## Begin Record set

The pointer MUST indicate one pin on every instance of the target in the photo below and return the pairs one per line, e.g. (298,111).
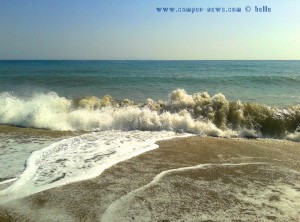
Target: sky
(134,29)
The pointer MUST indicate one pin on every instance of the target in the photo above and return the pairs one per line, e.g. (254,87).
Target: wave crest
(198,113)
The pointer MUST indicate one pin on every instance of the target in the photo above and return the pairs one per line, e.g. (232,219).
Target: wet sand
(187,179)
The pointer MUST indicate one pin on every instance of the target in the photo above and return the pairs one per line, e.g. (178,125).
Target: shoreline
(240,170)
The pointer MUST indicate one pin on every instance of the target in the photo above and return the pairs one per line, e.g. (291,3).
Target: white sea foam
(58,113)
(80,158)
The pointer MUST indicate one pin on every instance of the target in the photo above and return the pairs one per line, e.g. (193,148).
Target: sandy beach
(187,179)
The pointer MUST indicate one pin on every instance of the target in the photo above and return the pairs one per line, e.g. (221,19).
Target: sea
(66,121)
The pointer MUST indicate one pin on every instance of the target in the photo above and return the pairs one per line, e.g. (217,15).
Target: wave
(198,113)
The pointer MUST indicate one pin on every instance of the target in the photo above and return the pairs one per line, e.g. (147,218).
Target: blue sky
(133,29)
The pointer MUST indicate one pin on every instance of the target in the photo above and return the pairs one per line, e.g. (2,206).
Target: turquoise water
(59,96)
(267,82)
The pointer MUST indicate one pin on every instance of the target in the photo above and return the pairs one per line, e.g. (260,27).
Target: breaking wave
(198,113)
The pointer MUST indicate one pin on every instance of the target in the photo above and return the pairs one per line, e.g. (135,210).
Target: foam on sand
(80,158)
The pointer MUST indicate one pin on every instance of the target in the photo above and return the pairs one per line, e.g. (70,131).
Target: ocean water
(267,82)
(120,108)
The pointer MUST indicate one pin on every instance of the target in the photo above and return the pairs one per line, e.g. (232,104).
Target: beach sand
(186,179)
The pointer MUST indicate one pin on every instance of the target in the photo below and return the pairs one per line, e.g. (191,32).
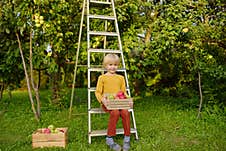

## End Record set

Job —
Count the lines above that contain the string "wave", with case counting, and give only the number.

The result —
3